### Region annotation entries
## Begin
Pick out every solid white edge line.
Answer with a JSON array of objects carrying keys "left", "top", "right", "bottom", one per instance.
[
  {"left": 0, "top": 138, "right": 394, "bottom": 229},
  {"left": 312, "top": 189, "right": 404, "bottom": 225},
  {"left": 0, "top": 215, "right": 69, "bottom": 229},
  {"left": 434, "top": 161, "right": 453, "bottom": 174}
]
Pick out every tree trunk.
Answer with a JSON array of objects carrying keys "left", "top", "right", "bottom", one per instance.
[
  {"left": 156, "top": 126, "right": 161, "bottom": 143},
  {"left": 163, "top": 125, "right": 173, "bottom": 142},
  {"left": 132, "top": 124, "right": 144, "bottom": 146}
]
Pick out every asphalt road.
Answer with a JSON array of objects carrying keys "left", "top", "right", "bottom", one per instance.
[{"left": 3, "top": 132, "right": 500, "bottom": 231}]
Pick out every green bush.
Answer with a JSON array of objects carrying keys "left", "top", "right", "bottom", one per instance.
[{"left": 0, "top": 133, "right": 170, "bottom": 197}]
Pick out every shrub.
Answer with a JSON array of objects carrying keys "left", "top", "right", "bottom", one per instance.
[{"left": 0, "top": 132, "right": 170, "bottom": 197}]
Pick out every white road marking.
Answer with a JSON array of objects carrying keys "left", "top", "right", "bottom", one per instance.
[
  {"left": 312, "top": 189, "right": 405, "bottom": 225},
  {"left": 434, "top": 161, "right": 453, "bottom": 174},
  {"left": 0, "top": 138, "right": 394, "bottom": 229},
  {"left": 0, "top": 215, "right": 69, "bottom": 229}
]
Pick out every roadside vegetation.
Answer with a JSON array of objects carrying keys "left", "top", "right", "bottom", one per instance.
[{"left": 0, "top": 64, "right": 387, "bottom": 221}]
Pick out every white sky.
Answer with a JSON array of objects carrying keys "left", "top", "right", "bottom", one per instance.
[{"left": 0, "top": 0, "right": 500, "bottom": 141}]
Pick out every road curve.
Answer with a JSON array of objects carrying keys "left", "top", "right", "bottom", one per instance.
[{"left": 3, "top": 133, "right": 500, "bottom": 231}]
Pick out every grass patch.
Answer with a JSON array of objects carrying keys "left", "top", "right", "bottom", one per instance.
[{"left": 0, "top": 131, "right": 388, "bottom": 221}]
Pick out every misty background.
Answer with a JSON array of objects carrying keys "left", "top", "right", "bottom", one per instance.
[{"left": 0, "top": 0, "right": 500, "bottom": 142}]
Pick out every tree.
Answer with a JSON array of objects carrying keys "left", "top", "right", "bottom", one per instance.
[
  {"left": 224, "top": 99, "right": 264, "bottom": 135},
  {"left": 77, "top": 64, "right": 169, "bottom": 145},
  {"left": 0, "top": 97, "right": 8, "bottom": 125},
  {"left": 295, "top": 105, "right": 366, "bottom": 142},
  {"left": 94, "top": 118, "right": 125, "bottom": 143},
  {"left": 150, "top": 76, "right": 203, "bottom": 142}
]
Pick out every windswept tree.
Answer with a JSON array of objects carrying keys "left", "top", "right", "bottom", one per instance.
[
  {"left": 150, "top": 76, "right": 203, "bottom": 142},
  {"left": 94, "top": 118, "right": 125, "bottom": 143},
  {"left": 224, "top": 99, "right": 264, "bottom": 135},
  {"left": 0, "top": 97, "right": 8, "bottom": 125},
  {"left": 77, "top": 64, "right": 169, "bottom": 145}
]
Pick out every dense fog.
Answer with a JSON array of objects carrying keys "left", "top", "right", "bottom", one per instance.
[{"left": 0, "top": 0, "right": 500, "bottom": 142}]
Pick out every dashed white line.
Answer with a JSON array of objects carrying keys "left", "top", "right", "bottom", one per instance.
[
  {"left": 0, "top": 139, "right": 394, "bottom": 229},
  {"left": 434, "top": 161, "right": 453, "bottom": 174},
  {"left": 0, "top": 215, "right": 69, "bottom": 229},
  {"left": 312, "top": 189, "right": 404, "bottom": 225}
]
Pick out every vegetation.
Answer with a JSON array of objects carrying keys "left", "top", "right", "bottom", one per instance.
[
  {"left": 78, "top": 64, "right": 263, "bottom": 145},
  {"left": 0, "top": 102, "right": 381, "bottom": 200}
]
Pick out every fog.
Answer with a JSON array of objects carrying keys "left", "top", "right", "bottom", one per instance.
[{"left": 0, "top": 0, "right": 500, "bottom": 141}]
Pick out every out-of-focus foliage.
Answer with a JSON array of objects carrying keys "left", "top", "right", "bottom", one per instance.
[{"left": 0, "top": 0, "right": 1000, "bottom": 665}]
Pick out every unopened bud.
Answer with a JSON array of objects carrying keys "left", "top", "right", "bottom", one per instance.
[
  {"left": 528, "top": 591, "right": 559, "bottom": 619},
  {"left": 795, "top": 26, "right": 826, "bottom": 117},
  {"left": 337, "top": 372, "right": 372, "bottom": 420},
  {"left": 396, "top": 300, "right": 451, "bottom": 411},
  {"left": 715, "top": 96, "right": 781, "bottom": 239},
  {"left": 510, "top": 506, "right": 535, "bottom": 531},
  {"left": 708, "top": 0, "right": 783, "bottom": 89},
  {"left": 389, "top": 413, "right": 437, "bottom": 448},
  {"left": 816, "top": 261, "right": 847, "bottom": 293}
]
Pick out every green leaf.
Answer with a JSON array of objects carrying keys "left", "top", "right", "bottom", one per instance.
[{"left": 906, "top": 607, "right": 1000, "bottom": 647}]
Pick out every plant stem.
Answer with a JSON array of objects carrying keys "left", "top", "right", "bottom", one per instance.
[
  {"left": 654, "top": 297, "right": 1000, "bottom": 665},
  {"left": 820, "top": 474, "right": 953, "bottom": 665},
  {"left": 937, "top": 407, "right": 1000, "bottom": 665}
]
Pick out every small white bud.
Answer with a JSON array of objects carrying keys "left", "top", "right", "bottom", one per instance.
## End
### Written task
Copy all of the rows above verbatim, without altering any character.

### Full response
Pick out every solid white edge line.
Answer with a JSON array of objects carrying keys "left", "top", "right", "bottom", one per instance.
[
  {"left": 0, "top": 138, "right": 394, "bottom": 229},
  {"left": 312, "top": 189, "right": 404, "bottom": 225},
  {"left": 0, "top": 215, "right": 69, "bottom": 229},
  {"left": 434, "top": 161, "right": 453, "bottom": 174}
]
Pick out every tree trunk.
Answer with a JSON array of objects carrying keys "left", "top", "right", "bottom", one per instance.
[
  {"left": 156, "top": 126, "right": 161, "bottom": 143},
  {"left": 163, "top": 125, "right": 173, "bottom": 142},
  {"left": 132, "top": 124, "right": 144, "bottom": 146}
]
Pick out every asphalt road.
Answer with a JSON array of objects carrying keys "left", "top", "right", "bottom", one per instance.
[{"left": 3, "top": 132, "right": 500, "bottom": 231}]
Pick out every green bush.
Answer with a JSON array of objects carrying keys "left", "top", "right", "bottom", one per instance.
[{"left": 0, "top": 133, "right": 170, "bottom": 197}]
Pick out every shrub.
Answer with a JSON array of objects carrying keys "left", "top", "right", "bottom", one per instance.
[{"left": 0, "top": 132, "right": 170, "bottom": 197}]
Pick out every white road marking.
Answer with a JSON array of objects carrying keys "left", "top", "right", "bottom", one per instance.
[
  {"left": 312, "top": 189, "right": 405, "bottom": 225},
  {"left": 434, "top": 161, "right": 453, "bottom": 174},
  {"left": 0, "top": 138, "right": 394, "bottom": 229},
  {"left": 0, "top": 215, "right": 69, "bottom": 229}
]
Pick out every roadside vegetation.
Answer with a JSON array of objects carrying keys "left", "top", "right", "bottom", one per instance.
[{"left": 0, "top": 64, "right": 387, "bottom": 221}]
Pick out every white sky.
Answer with a JSON array of objects carrying keys "left", "top", "right", "bottom", one per instance.
[{"left": 0, "top": 0, "right": 500, "bottom": 141}]
Pick out every road curve.
Answer with a JSON array of objects carrying keys "left", "top", "right", "bottom", one per instance.
[{"left": 3, "top": 133, "right": 500, "bottom": 231}]
Pick out every grass patch.
Answer with a JSON array of objects carrying keys "left", "top", "right", "bottom", one per instance.
[{"left": 0, "top": 131, "right": 388, "bottom": 221}]
Pick out every misty background.
Answer with a JSON array of objects carrying keys "left", "top", "right", "bottom", one per instance.
[{"left": 0, "top": 0, "right": 500, "bottom": 142}]
Pick out every tree.
Answer with a JSON array of objects carrying keys "left", "top", "right", "bottom", one per instance.
[
  {"left": 224, "top": 99, "right": 264, "bottom": 135},
  {"left": 77, "top": 64, "right": 169, "bottom": 145},
  {"left": 0, "top": 97, "right": 8, "bottom": 125},
  {"left": 295, "top": 105, "right": 366, "bottom": 142},
  {"left": 94, "top": 118, "right": 125, "bottom": 143},
  {"left": 150, "top": 76, "right": 203, "bottom": 142}
]
Pick out every windswept tree.
Answer with a JSON array of objects carrying keys "left", "top", "right", "bottom", one per instance.
[
  {"left": 150, "top": 76, "right": 203, "bottom": 142},
  {"left": 94, "top": 118, "right": 125, "bottom": 143},
  {"left": 224, "top": 99, "right": 264, "bottom": 135},
  {"left": 0, "top": 97, "right": 8, "bottom": 125},
  {"left": 77, "top": 64, "right": 169, "bottom": 145}
]
Pick out every dense fog.
Answer with a JSON array of objects carrying keys "left", "top", "right", "bottom", one per instance.
[{"left": 0, "top": 0, "right": 500, "bottom": 142}]
Pick out every dashed white line.
Answer with a JSON array of objects carrying keys "left", "top", "right", "bottom", one per instance.
[
  {"left": 0, "top": 139, "right": 394, "bottom": 229},
  {"left": 434, "top": 161, "right": 453, "bottom": 174},
  {"left": 0, "top": 215, "right": 69, "bottom": 229},
  {"left": 312, "top": 189, "right": 404, "bottom": 225}
]
Pick out every vegetation.
Answer with a JSON array of objects carrying keys "left", "top", "right", "bottom", one per instance.
[
  {"left": 78, "top": 64, "right": 263, "bottom": 145},
  {"left": 0, "top": 102, "right": 381, "bottom": 200}
]
Pick out every fog.
Answer with a JSON array of objects carrying keys "left", "top", "right", "bottom", one per instance.
[{"left": 0, "top": 0, "right": 500, "bottom": 141}]
Pick out every out-of-focus foliage.
Answer with a JSON array of objects carrying keys "left", "top", "right", "bottom", one per instance.
[{"left": 0, "top": 0, "right": 1000, "bottom": 665}]
Pick out every unopened bud.
Answer with a JSON array of objects carrying keys "left", "top", "right", "bottom", one per instance.
[
  {"left": 528, "top": 591, "right": 559, "bottom": 619},
  {"left": 795, "top": 26, "right": 826, "bottom": 117},
  {"left": 337, "top": 372, "right": 372, "bottom": 420},
  {"left": 396, "top": 300, "right": 451, "bottom": 411},
  {"left": 715, "top": 96, "right": 781, "bottom": 239},
  {"left": 510, "top": 506, "right": 535, "bottom": 531},
  {"left": 708, "top": 0, "right": 783, "bottom": 89},
  {"left": 389, "top": 413, "right": 437, "bottom": 448},
  {"left": 816, "top": 261, "right": 847, "bottom": 293}
]
Pick out every green leaf.
Answer with a JSON array of objects carrying keys "left", "top", "right", "bottom", one per instance.
[{"left": 906, "top": 607, "right": 1000, "bottom": 647}]
Pick out every plant stem.
Answer with a JSON array of objects carrying keys "left", "top", "right", "bottom", one per instance.
[
  {"left": 654, "top": 297, "right": 1000, "bottom": 665},
  {"left": 820, "top": 474, "right": 953, "bottom": 665},
  {"left": 937, "top": 407, "right": 1000, "bottom": 665}
]
Pick out every small white bud.
Answer with a JSON array of objects carrying keys "left", "top", "right", "bottom", one per instance.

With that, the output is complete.